> **PROMPT**: Filter the records below for the word "jersey". Copy each line that holds it.

> **DATA FOR PROCESSING**:
____
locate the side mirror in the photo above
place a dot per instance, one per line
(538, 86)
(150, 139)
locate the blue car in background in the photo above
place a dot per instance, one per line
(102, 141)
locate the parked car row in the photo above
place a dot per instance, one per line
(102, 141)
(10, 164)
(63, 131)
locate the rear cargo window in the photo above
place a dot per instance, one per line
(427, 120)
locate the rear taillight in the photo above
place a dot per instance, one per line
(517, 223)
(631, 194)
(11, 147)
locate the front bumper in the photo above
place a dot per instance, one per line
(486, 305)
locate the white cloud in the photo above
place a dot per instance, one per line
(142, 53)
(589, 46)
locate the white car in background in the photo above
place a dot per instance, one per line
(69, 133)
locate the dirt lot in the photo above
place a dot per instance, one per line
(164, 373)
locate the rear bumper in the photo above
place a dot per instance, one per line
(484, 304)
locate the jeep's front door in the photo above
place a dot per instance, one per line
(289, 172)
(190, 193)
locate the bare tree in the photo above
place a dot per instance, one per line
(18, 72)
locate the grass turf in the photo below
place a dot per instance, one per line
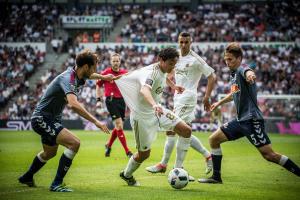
(246, 175)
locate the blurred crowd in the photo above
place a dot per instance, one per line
(38, 22)
(16, 65)
(277, 69)
(272, 21)
(253, 22)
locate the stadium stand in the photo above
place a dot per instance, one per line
(215, 22)
(277, 67)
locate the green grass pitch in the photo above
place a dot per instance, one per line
(246, 174)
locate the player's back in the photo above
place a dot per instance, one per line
(131, 84)
(54, 99)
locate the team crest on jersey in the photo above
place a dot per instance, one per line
(149, 82)
(234, 88)
(73, 87)
(159, 90)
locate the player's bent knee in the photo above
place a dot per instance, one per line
(143, 155)
(170, 133)
(75, 145)
(48, 155)
(183, 130)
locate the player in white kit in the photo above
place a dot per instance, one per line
(142, 91)
(188, 71)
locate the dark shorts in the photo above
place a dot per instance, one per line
(47, 128)
(253, 129)
(116, 107)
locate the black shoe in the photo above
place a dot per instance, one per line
(107, 151)
(212, 180)
(27, 181)
(130, 181)
(129, 154)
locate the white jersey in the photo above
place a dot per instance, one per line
(188, 72)
(131, 84)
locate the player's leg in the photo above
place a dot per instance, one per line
(183, 143)
(119, 126)
(168, 148)
(38, 162)
(133, 164)
(215, 141)
(72, 144)
(108, 145)
(145, 131)
(268, 153)
(187, 114)
(46, 128)
(112, 111)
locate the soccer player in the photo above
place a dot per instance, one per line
(249, 121)
(46, 119)
(114, 103)
(142, 91)
(188, 72)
____
> **WRITTEN REPLY**:
locate the team crest on jersey in the photo above
locate the white jersey in the photo above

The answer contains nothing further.